(Coordinate labeling data)
################
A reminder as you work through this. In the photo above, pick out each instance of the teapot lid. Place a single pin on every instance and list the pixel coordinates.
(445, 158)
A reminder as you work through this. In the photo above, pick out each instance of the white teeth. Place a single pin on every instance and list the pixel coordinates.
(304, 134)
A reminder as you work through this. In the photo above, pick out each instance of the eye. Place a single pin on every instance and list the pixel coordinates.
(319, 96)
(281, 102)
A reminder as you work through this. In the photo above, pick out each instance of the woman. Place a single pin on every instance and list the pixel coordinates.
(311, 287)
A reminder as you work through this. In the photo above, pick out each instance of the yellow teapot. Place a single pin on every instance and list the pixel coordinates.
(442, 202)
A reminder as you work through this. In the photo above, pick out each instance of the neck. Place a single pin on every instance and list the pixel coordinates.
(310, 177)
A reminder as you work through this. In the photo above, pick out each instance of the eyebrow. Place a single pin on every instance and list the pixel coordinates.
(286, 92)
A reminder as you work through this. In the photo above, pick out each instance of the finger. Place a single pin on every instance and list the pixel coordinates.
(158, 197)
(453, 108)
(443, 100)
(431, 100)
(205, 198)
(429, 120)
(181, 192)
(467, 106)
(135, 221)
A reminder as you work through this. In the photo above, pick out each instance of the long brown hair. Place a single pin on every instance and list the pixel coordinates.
################
**Exercise instructions**.
Can you give the lines above as a numbered list, leaving out any blank lines?

**Written reply**.
1. A reminder as you work through this. In the photo above, pick out each instance of the teapot lid. Place a single pin on every instance and list the pixel coordinates.
2. (445, 158)
3. A reminder as you work through this. In the photo above, pick out each instance of the white teeth. Place a single pin on every instance and list the pixel coordinates.
4. (304, 134)
5. A reminder as you work through this. In the photo above, pick out each instance of the eye. Place a single pin on every instance and list the pixel coordinates.
6. (319, 96)
7. (281, 102)
8. A reminder as you work through this. In the photo above, pick out each instance of the woman. Place a single pin on every instance and list the pixel coordinates.
9. (311, 287)
10. A reminder as you work through this. In the photo above, pick out each instance of the yellow teapot. Place a single pin on every instance and list the pixel coordinates.
11. (442, 202)
12. A reminder as you work through this. In the photo above, pick out each instance of the neck. Place a single pin on every instance and list the pixel coordinates.
13. (310, 177)
14. A reminder as you work through this. In the photo above, pick out each instance of the eyebrow. Place a single pin on every instance and list the pixel coordinates.
15. (286, 92)
16. A reminder as you work through this. In the photo above, pick out each instance of the finger. Place a single pin on every instance and list the pixel coordinates.
17. (158, 197)
18. (453, 108)
19. (443, 100)
20. (431, 100)
21. (205, 198)
22. (429, 120)
23. (181, 192)
24. (467, 106)
25. (135, 221)
26. A reminder as you work through this. In the photo above, pick out each instance of the long brown hair. Place a single pin on every instance and list the pixel coordinates.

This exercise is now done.